╭──

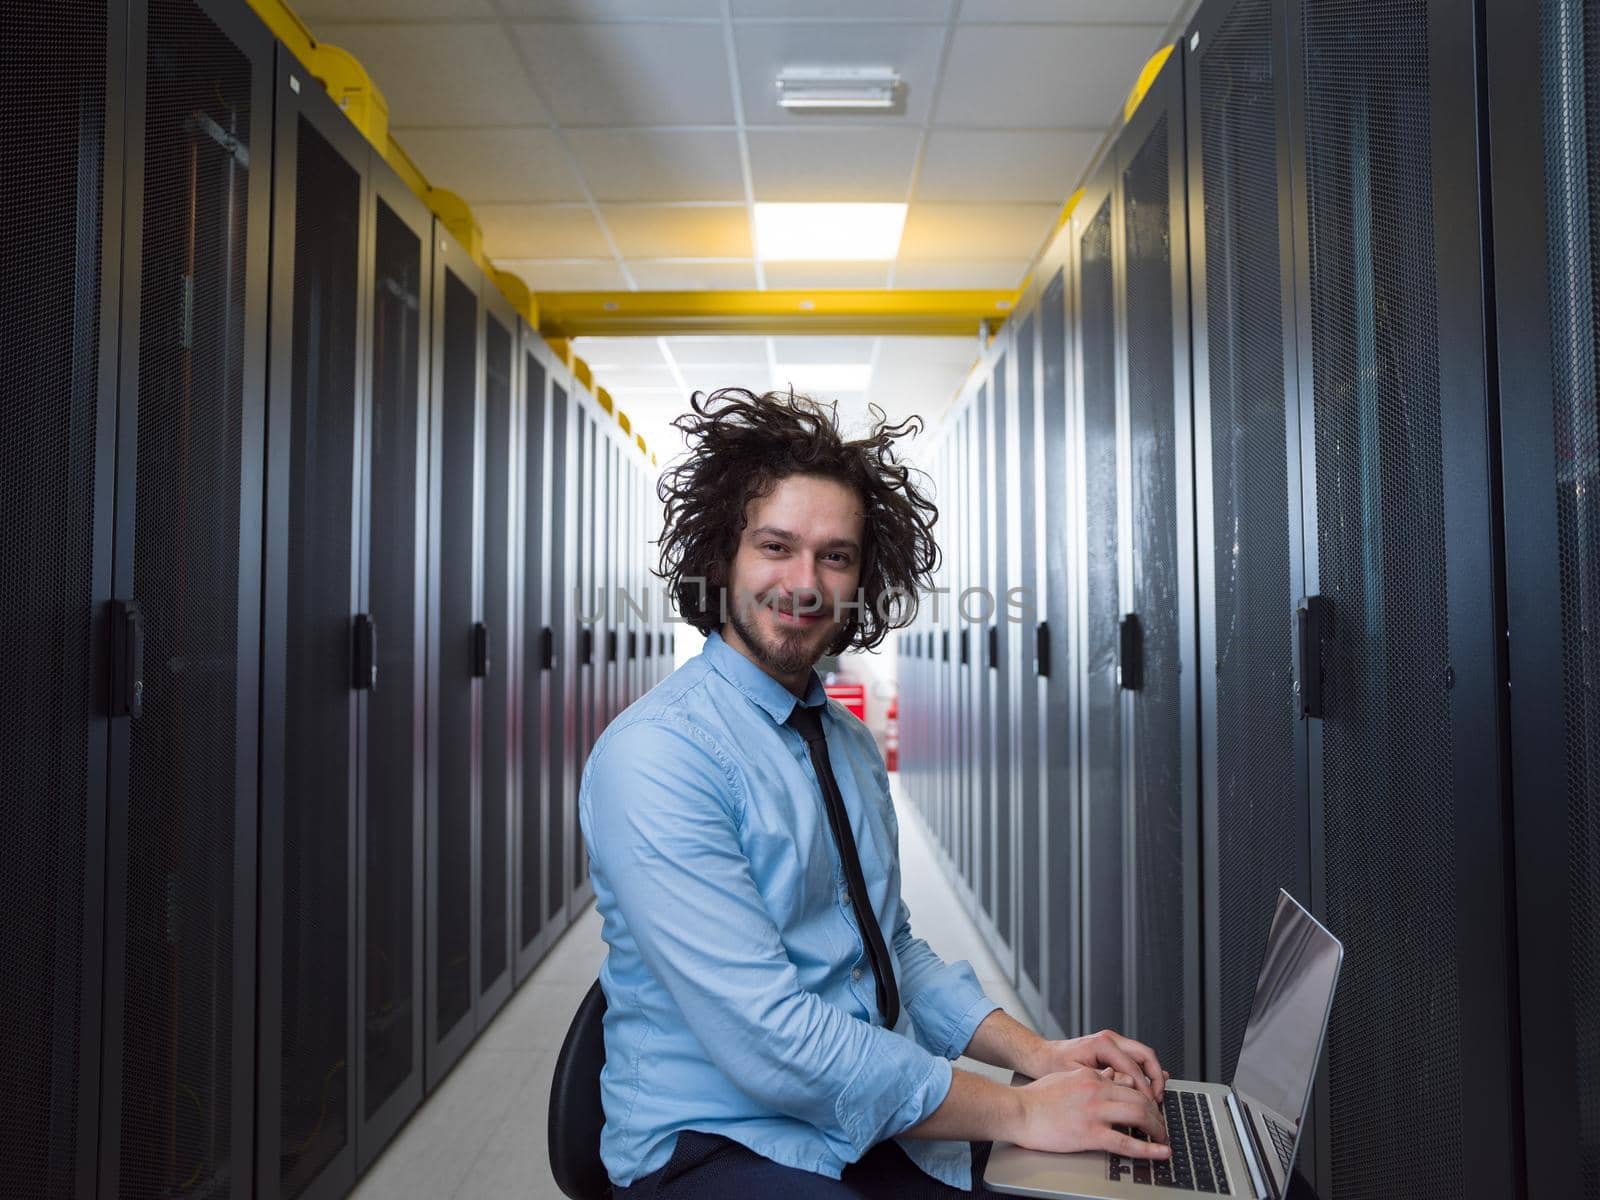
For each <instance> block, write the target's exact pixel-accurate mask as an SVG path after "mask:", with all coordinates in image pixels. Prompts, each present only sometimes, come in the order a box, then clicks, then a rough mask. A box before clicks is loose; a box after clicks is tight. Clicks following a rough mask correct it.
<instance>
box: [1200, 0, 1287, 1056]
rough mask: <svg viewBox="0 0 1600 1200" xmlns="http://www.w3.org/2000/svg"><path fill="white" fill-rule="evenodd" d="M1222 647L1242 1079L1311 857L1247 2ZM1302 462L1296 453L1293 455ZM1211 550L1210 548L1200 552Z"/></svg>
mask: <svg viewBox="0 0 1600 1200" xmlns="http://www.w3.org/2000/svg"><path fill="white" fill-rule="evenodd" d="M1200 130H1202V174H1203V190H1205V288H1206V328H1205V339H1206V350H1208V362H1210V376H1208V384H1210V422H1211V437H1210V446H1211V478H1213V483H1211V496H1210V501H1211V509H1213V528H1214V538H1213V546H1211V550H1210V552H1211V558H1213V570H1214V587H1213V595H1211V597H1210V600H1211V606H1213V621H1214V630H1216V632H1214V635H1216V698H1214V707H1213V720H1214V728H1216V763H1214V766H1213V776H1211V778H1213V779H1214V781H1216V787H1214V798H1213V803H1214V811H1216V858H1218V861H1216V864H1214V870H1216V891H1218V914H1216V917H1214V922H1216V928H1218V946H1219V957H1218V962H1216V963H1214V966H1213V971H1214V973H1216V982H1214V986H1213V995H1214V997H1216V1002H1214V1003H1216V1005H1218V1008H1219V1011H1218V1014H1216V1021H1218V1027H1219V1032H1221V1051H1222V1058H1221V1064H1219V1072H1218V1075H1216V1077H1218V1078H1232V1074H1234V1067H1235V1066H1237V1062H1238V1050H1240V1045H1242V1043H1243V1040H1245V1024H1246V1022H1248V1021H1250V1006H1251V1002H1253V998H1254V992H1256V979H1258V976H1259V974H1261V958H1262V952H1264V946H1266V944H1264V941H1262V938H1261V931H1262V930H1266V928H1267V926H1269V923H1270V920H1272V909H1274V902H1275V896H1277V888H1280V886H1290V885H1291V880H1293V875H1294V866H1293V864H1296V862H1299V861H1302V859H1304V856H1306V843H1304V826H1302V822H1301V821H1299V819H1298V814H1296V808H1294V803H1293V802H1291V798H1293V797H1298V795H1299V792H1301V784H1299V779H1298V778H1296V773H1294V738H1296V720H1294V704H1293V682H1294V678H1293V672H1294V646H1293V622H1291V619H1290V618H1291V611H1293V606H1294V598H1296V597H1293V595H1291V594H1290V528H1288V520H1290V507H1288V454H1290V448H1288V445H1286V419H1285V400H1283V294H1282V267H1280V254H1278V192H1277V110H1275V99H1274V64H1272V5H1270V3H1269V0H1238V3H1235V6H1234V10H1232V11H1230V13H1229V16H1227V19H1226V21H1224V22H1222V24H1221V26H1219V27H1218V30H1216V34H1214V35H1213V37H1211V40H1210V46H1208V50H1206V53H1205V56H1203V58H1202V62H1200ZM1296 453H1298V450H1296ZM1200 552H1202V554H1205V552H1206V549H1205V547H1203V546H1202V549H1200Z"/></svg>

╰──
╭──

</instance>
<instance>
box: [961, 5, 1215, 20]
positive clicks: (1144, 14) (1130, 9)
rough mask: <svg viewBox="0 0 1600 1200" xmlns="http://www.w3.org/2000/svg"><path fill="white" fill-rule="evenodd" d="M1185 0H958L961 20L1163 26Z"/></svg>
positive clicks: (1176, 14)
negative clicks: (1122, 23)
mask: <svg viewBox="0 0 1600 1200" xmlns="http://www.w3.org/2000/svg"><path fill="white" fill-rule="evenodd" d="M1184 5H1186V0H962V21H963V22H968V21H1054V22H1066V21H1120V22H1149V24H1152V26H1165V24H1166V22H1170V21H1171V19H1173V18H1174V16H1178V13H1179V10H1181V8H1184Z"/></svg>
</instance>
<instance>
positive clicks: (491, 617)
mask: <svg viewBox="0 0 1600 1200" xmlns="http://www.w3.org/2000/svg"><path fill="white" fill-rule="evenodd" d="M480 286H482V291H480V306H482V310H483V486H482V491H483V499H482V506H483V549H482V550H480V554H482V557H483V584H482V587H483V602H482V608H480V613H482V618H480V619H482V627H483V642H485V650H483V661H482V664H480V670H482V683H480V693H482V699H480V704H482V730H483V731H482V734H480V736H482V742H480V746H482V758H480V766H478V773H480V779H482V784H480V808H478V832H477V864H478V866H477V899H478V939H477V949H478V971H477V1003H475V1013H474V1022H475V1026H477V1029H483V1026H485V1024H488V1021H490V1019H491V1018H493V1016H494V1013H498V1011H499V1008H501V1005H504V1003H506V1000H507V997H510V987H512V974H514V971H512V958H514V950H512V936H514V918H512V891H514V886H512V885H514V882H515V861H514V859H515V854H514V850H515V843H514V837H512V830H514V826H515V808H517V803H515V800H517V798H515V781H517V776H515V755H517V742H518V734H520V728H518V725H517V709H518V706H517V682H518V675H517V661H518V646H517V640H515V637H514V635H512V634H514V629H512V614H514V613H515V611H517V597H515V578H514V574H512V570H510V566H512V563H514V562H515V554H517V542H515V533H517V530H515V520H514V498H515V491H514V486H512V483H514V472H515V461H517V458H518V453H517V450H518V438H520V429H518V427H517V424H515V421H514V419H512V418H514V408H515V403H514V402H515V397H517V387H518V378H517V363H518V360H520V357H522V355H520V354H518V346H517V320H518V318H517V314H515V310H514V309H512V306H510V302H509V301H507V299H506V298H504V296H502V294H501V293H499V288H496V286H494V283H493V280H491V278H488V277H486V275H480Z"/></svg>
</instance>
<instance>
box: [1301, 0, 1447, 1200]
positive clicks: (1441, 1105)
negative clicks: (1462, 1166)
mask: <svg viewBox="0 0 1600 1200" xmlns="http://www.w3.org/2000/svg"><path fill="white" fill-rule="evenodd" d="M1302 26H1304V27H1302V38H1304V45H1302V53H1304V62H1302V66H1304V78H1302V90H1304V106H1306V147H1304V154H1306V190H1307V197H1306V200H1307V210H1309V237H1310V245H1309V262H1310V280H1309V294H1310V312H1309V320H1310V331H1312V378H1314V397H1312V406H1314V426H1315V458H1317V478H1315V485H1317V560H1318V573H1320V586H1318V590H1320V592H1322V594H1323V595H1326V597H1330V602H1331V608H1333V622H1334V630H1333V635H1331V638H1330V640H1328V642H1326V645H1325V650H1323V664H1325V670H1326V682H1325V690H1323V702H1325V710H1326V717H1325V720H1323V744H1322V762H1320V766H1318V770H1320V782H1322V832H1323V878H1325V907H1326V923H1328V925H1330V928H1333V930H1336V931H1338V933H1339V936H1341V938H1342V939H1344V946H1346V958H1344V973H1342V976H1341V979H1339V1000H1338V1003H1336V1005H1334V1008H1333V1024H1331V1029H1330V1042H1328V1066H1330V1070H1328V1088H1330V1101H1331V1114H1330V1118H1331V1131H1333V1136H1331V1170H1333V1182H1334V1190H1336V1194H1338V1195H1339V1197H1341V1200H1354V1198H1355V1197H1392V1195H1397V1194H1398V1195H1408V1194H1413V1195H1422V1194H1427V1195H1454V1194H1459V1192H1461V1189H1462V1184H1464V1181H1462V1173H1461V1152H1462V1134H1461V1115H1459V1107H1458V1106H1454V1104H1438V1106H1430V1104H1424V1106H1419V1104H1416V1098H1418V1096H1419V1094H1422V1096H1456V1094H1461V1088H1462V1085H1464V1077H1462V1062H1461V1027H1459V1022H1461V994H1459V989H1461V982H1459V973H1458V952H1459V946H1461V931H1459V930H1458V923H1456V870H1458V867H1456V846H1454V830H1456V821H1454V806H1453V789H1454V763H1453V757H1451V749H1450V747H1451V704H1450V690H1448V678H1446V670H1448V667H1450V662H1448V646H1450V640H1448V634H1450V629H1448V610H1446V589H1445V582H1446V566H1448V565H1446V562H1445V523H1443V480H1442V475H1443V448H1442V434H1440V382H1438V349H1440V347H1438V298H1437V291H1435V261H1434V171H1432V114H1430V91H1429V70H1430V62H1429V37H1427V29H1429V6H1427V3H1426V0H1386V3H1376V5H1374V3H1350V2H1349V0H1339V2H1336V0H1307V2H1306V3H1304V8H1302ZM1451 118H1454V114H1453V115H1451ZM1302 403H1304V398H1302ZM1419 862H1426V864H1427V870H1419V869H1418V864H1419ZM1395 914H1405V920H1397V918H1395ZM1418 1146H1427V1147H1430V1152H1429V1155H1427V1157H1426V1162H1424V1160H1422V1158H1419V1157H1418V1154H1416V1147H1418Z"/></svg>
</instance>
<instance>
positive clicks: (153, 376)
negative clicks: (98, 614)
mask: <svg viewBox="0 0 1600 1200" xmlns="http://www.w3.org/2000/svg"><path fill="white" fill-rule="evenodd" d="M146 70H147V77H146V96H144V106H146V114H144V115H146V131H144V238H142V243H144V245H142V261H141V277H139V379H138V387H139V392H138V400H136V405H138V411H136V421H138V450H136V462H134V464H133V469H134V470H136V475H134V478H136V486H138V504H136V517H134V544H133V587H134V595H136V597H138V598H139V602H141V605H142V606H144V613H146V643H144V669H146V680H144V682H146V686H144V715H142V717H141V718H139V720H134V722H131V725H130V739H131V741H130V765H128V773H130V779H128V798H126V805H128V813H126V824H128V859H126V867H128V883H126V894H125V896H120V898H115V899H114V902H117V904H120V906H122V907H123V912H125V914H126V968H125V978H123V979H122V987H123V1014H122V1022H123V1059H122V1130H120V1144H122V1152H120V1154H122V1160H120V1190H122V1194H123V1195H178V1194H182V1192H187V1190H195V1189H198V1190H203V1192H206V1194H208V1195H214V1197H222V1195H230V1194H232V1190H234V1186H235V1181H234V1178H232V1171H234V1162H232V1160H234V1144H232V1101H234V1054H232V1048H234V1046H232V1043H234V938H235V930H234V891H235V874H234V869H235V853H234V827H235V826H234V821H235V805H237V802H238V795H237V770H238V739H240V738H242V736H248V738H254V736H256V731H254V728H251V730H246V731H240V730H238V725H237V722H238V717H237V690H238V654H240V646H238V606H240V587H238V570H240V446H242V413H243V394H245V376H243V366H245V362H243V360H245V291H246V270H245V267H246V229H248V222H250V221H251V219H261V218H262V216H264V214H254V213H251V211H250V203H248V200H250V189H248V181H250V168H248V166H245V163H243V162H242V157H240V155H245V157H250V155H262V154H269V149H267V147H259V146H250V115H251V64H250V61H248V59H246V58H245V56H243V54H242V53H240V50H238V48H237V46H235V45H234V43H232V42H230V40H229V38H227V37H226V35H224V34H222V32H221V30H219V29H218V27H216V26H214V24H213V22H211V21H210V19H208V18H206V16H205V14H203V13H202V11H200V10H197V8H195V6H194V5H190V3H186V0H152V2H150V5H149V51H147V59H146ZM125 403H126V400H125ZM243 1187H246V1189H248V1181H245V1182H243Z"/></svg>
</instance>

╰──

> _What to produce_:
Reproduce the listing above word for word, between the lines holding "For each <instance>" and "box: [1200, 0, 1287, 1056]", inclusive.

> _Output of the exercise_:
For each <instance> block, write the target's exact pixel-accurate mask as an SVG path after "mask:", with all coordinates in image pixels. Prompts, each present only sometimes, come in the order a box, then clicks, then a rough mask. A box before clicks is loose; a box after clicks is tight. Clicks following a rough mask correct it.
<instance>
box: [1200, 0, 1287, 1056]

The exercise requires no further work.